Stored data entries
__________________________________________________

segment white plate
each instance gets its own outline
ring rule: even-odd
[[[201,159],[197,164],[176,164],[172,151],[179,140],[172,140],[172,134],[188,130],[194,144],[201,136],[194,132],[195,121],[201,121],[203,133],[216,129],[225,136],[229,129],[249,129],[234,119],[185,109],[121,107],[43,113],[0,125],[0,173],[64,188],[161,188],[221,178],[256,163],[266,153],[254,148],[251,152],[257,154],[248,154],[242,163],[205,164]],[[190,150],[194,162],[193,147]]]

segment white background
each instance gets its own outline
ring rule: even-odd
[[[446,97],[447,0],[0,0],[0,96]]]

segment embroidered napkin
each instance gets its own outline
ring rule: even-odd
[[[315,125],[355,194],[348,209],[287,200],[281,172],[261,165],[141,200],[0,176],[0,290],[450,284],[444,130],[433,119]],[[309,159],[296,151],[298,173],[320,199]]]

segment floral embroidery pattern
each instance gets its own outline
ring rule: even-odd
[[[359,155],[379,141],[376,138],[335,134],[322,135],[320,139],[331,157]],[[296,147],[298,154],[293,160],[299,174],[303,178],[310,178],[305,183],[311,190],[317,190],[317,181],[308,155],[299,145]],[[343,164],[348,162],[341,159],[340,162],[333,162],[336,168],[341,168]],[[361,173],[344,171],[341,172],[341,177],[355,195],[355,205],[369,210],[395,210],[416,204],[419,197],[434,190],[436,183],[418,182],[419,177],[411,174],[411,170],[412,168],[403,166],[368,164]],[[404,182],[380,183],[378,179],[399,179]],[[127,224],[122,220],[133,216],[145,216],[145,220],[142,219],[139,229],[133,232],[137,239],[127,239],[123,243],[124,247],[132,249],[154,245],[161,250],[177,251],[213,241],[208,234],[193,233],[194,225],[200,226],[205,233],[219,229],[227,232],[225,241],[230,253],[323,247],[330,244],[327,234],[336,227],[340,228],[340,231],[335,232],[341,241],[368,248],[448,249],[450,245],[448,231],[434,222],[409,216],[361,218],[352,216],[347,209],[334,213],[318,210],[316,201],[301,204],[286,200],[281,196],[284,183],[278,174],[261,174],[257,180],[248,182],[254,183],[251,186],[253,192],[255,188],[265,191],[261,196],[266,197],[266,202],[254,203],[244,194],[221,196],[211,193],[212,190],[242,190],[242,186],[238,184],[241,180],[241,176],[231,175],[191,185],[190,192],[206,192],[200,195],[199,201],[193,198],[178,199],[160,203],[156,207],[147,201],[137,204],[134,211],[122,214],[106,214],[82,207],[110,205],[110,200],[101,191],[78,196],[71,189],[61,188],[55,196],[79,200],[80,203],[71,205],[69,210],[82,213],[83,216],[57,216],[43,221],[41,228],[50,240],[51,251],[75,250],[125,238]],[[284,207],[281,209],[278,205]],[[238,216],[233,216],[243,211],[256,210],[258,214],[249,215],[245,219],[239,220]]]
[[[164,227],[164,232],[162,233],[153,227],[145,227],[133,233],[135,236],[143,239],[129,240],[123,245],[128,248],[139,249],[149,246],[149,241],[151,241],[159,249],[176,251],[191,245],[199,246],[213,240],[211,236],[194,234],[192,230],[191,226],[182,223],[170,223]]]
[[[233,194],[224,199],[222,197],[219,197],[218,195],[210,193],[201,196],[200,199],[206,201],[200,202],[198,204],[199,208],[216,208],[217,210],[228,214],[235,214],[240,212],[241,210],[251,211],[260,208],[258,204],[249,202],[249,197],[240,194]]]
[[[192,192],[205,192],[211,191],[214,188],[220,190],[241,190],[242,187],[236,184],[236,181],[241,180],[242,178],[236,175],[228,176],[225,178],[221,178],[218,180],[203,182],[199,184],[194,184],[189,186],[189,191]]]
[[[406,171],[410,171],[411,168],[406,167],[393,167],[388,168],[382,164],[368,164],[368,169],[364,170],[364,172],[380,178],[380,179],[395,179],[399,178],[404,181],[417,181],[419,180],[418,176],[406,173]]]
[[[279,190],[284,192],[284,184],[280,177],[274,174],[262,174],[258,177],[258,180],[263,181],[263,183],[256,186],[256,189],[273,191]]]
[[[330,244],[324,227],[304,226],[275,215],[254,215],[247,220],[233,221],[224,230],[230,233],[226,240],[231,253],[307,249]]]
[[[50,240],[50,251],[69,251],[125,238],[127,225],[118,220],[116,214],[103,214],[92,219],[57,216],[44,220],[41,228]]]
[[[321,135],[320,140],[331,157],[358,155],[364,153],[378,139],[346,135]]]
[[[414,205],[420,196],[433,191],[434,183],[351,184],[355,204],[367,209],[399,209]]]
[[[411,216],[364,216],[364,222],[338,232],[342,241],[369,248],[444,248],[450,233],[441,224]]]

__________________________________________________

## EXERCISE DETAILS
Please transcribe the data exactly from its first line. End with the line that contains "segment white background".

## EXERCISE SOLUTION
segment white plate
each instance gets its own outline
ring rule: even-odd
[[[201,159],[197,164],[176,164],[172,151],[179,140],[172,140],[172,134],[188,130],[194,144],[201,136],[194,132],[195,121],[201,121],[203,133],[216,129],[225,136],[229,129],[249,129],[234,119],[185,109],[121,107],[43,113],[0,125],[0,173],[64,188],[161,188],[221,178],[256,163],[266,153],[254,148],[251,152],[257,154],[248,154],[242,163],[205,164]],[[190,150],[194,162],[193,147]]]

segment white background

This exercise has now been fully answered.